Aim 1 = Using the passage on God's glory in redemption, decide whether each statement agrees with it, answering yes or no and quoting the words that settle it: (a) Christ's obedience honored the law of God more than the obedience of all mankind would have; (b) God's holiness appeared most fully in the perfect obedience of the angels; (c) salvation is an absolute debt to the believer from God.

Document excerpt =

------------------------------------

In this way of salvation wonderful glory redounds to God, as the effect of divine wisdom.

1. By this contrivance for our redemption, God’s greatest dishonour is made an occasion of his greatest glory. Sin is a thing by which God is greatly dishonoured; the nature of its principle is enmity against God, and contempt of him. And man, by his rebellion, has greatly dishonoured God. But this dishonour, by the contrivance of our redemption, is made an occasion of the greatest manifestation of God’s glory that ever was. Sin, the greatest evil, is made an occasion of the greatest good. It is the nature of a principle of sin that it seeks to dethrone God: but this is hereby made an occasion of the greatest manifestation of God’s royal majesty and glory that ever was. By sin, man has slighted and despised God: but this is made an occasion of his appearing the more greatly honourable. Sin casts contempt upon the authority and law of God: but this, by the contrivance of our redemption, is made the occasion of the greatest honour done to that same authority, and to that very law. It was a greater honour to the law of God that Christ was subject to it, and obeyed it, than if all mankind had obeyed it. It was a greater honour to God’s authority that Christ showed such great respect, and such entire subjection to it, than the perfect obedience of all the angels in heaven. Man by his sin showed his enmity against the holiness of God: but this is made an occasion of the greatest manifestation of God’s holiness. The holiness of God never appeared to so great a degree, as when God executed vengeance upon his own dear Son.

2. So has the wisdom of God contrived that those attributes are glorified in man’s salvation, whose glory seemed to require his destruction. When man had fallen, several attributes of God seemed to require his destruction. The justice of God requires, that sin be punished as it deserves: but it deserves no less than eternal destruction. God proclaims it as a part of the glory of his nature, that he will in no wise clear the guilty, Exod. xxxiv. 7. The holiness of God seemed to require man’s destruction; for God by his holiness infinitely hates sin. This seemed to require therefore that God should manifest a proportionable hatred of the sinner; and that he should be for ever an enemy unto him. The truth of God seemed also to require man’s destruction; for eternal death was what God had threatened for sin, one jot or tittle of which threatening cannot by any means pass away. But yet so has God contrived, that those very attributes not only allow of man’s redemption, and are not inconsistent with it, but they are glorified in it. Even vindictive justice is glorified in the death and sufferings of Christ. The holiness of God, or his holy hatred of sin, that seemed to require man’s damnation, is seen in Christ’s dying for sinners. So herein also is manifested and glorified the truth of God, in the threatenings of the law.

3. Yea, it is so ordered now that the glory of these attributes requires the salvation of those that believe. The justice of God that required man’s damnation, and seemed inconsistent with his salvation, now as much requires the salvation of those that believe in Christ, as ever before it required their damnation. Salvation is an absolute debt to the believer from God, so that he may in justice demand it, on account of what his surety has done. For Christ has satisfied justice fully for his sin; so that it is but a thing that may be challenged, that God should now release the believer from the punishment; it is but a piece of justice, that the creditor should release the debtor, when he has fully paid the debt. And again, the believer may demand eternal life, because it has been merited by Christ, by a merit of condignity. So is it contrived, that that justice that seemed to require man’s destruction, now requires his salvation.

------------------------------------

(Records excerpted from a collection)
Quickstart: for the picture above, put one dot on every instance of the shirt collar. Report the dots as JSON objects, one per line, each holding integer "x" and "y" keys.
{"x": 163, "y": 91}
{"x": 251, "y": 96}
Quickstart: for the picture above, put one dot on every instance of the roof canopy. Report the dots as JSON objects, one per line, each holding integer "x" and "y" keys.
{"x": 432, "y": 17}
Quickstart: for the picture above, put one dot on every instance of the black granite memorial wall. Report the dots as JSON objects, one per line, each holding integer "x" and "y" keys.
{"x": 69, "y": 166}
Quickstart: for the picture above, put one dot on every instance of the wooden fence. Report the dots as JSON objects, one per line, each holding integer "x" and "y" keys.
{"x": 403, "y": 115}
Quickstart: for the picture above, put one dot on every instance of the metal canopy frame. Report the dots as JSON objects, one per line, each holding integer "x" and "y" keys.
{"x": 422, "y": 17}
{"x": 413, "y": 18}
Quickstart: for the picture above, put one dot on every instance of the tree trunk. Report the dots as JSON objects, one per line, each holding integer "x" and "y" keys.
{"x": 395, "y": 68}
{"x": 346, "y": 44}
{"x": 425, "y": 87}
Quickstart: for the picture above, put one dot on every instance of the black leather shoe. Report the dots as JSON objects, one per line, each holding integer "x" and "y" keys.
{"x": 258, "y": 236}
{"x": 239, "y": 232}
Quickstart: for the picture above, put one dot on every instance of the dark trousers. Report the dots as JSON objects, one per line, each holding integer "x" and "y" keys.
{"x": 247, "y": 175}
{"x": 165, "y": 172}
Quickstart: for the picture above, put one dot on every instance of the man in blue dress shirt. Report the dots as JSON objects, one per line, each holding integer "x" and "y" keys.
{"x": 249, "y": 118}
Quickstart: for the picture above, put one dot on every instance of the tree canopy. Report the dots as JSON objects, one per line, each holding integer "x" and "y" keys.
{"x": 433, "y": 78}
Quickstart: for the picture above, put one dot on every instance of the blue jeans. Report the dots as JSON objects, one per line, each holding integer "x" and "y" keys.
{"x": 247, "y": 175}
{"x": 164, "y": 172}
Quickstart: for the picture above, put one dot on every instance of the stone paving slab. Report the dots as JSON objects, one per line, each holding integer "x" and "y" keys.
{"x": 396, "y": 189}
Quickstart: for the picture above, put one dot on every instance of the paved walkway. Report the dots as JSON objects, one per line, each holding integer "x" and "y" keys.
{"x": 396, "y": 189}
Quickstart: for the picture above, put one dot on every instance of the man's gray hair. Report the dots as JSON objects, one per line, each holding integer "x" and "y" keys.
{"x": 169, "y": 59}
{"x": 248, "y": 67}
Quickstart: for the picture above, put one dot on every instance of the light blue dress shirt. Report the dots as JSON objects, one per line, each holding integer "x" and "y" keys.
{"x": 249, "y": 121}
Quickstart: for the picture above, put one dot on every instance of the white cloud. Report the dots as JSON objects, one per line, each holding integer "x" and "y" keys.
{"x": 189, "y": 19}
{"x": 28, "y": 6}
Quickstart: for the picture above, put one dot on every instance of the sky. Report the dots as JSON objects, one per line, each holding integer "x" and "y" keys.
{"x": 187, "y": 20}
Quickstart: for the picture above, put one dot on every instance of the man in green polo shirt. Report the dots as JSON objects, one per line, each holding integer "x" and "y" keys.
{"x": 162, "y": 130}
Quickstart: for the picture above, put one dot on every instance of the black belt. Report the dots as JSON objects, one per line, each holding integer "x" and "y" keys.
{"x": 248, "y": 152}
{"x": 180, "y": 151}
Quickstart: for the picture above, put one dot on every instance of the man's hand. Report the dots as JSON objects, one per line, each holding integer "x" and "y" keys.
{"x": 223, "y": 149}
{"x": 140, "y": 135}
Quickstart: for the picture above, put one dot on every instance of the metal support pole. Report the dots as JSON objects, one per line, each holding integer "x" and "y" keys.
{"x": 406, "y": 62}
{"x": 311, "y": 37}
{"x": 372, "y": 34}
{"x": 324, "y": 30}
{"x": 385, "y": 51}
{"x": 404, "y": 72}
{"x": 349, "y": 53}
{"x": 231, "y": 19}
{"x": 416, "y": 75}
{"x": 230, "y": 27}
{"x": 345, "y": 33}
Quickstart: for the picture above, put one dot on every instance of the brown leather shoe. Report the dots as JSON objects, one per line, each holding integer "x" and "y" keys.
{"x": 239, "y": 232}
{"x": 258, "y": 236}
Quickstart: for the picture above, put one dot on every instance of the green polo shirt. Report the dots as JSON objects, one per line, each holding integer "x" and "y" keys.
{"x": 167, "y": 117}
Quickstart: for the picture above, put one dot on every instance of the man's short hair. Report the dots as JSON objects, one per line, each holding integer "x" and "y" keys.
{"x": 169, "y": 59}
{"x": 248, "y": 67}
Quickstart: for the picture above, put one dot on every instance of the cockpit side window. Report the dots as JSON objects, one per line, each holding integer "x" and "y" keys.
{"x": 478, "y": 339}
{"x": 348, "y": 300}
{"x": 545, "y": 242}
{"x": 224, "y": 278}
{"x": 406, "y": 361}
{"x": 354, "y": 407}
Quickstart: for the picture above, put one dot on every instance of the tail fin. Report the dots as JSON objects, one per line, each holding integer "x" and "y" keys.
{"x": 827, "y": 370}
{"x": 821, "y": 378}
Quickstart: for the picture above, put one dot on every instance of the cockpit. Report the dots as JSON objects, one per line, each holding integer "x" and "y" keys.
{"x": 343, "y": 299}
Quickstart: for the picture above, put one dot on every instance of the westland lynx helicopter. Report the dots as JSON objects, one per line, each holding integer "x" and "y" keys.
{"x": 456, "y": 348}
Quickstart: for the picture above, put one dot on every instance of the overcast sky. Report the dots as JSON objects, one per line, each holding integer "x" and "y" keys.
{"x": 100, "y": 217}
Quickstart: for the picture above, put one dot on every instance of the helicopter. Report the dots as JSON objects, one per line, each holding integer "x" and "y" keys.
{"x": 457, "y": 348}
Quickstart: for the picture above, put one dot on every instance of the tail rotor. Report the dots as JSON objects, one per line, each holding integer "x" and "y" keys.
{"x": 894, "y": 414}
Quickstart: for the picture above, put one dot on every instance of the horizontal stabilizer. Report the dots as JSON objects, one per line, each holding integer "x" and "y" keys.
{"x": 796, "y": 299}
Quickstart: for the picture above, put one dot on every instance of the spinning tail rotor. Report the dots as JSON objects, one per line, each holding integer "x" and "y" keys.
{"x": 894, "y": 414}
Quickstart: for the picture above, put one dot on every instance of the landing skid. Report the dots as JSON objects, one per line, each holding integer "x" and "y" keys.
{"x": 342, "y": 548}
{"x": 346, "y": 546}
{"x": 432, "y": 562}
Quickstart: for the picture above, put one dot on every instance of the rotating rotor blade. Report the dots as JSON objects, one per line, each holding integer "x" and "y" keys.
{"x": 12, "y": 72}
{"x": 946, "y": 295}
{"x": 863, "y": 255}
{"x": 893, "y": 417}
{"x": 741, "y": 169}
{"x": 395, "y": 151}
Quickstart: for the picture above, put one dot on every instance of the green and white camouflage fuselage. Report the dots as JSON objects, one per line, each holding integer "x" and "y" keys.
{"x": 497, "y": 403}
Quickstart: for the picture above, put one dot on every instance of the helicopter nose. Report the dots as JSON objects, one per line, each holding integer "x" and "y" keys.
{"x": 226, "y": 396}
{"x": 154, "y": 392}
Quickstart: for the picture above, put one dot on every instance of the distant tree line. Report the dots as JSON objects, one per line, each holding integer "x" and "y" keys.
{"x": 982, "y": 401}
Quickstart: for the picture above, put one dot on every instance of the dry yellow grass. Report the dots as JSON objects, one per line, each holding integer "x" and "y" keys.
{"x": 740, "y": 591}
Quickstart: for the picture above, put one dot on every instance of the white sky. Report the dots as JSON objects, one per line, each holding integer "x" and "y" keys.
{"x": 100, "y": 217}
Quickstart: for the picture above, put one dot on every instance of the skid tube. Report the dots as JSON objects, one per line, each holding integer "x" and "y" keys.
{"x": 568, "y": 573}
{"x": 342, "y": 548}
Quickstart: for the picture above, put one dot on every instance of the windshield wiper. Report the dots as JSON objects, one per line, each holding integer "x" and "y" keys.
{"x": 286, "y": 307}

------------------------------------

Aim 2 = Report every line of the listing above that contains the string "polo".

Correct output 1 =
(a) Yes: "It was a greater honour to the law of God that Christ was subject to it, and obeyed it, than if all mankind had obeyed it."
(b) No: "The holiness of God never appeared to so great a degree, as when God executed vengeance upon his own dear Son."
(c) Yes: "Salvation is an absolute debt to the believer from God"

Correct output 2 =
Quickstart: for the picture above, put one dot on every instance of the man in green polo shirt. Report the dots as JSON objects, one per line, each holding integer "x" and "y" keys.
Quickstart: for the picture above, put one dot on every instance of the green polo shirt. Report the dots as JSON objects, one per line, each holding integer "x" and "y" keys.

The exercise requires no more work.